» The task
Gather every line below where "skating" appears.

Data for the task: Begin

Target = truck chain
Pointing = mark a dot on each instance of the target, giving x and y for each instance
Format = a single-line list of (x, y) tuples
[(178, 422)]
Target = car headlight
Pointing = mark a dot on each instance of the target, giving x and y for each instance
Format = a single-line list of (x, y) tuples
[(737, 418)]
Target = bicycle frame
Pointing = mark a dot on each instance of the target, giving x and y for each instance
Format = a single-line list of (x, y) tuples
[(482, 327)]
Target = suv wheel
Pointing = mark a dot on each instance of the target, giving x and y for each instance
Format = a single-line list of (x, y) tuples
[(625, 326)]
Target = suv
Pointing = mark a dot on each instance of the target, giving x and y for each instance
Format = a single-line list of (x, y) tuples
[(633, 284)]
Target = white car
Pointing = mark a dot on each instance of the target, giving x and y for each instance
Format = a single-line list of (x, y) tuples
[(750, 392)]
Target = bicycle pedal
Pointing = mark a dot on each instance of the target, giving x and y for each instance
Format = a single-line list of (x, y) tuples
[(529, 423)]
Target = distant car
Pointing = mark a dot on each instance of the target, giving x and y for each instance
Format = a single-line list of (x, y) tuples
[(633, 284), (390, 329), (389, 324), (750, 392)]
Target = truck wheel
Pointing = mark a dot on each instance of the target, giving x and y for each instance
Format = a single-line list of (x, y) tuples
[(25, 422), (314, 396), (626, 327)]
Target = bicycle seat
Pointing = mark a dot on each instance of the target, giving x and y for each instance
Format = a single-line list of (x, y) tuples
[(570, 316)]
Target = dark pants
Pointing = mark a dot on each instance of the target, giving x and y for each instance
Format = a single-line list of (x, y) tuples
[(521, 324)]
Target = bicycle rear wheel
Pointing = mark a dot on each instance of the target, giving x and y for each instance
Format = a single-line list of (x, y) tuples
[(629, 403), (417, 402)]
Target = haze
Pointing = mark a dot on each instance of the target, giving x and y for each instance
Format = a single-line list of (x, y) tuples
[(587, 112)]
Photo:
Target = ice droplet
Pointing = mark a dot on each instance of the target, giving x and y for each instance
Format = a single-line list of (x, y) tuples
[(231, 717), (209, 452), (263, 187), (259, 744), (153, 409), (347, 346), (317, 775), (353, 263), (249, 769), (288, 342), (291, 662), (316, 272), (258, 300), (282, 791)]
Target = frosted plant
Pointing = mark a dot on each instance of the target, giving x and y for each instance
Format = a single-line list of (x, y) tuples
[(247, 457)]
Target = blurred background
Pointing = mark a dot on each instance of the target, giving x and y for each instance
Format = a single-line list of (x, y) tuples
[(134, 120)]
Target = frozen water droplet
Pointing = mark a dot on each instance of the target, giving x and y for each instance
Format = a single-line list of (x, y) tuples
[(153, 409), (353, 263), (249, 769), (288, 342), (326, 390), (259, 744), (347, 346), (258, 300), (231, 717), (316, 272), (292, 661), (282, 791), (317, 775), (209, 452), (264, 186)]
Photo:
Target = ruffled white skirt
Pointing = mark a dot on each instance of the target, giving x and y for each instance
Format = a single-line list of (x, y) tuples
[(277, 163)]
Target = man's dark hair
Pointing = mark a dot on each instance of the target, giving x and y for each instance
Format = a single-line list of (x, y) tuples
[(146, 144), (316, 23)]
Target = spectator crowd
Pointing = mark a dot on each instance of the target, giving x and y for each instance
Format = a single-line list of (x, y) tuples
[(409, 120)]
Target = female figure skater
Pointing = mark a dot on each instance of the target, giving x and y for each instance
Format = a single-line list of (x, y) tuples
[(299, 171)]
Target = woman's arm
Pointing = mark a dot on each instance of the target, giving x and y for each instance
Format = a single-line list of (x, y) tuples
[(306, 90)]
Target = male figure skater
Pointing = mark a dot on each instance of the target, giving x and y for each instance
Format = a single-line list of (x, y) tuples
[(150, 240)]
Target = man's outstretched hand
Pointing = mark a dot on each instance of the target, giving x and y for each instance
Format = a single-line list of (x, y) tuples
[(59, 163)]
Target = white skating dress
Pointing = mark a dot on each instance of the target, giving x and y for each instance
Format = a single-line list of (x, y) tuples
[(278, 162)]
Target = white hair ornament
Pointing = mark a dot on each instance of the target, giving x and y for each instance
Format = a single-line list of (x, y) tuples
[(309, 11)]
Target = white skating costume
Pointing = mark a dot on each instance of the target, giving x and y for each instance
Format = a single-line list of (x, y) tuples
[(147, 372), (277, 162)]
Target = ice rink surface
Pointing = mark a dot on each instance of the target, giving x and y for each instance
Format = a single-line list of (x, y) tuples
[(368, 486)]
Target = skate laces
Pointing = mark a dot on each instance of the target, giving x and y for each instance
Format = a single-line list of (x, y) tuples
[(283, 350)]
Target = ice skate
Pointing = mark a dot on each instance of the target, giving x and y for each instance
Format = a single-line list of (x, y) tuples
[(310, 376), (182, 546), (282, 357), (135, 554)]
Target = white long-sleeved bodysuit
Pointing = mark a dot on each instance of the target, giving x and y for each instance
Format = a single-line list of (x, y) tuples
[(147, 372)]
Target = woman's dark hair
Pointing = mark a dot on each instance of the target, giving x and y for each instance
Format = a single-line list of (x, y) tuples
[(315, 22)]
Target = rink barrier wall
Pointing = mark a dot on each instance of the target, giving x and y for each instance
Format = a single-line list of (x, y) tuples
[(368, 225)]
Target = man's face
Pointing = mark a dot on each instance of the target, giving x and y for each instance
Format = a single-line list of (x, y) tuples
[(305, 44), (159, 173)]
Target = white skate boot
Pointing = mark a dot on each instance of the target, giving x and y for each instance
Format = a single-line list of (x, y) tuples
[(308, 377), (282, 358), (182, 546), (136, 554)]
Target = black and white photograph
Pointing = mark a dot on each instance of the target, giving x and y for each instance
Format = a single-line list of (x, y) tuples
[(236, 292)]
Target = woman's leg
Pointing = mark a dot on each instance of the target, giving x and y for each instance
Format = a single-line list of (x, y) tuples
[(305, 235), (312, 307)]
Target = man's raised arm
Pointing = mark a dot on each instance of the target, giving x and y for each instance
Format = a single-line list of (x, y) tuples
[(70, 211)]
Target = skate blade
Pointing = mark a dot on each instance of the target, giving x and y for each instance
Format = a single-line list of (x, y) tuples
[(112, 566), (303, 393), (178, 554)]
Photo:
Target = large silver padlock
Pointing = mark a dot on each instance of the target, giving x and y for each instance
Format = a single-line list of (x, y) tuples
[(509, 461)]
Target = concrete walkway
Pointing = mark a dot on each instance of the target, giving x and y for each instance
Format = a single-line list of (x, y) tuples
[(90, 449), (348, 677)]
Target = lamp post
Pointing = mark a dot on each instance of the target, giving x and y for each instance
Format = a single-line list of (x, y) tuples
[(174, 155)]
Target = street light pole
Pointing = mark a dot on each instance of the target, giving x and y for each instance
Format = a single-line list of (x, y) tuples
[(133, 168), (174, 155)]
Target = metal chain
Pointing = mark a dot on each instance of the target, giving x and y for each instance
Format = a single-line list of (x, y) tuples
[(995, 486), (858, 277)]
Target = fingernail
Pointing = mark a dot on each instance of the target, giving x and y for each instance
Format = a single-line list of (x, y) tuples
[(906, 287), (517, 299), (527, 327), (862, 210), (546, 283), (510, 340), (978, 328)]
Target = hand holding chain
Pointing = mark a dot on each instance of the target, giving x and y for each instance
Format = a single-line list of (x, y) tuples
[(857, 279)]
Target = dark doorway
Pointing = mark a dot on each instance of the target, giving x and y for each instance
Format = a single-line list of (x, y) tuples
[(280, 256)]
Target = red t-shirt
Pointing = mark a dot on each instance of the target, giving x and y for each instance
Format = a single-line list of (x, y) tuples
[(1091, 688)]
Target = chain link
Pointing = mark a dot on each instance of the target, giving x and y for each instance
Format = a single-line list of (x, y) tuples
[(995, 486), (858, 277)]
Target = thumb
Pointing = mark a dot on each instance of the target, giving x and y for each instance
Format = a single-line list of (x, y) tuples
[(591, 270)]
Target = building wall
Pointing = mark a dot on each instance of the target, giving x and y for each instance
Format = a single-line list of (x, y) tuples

Data for the task: End

» Written solution
Target = white skating dress
Target = white skating costume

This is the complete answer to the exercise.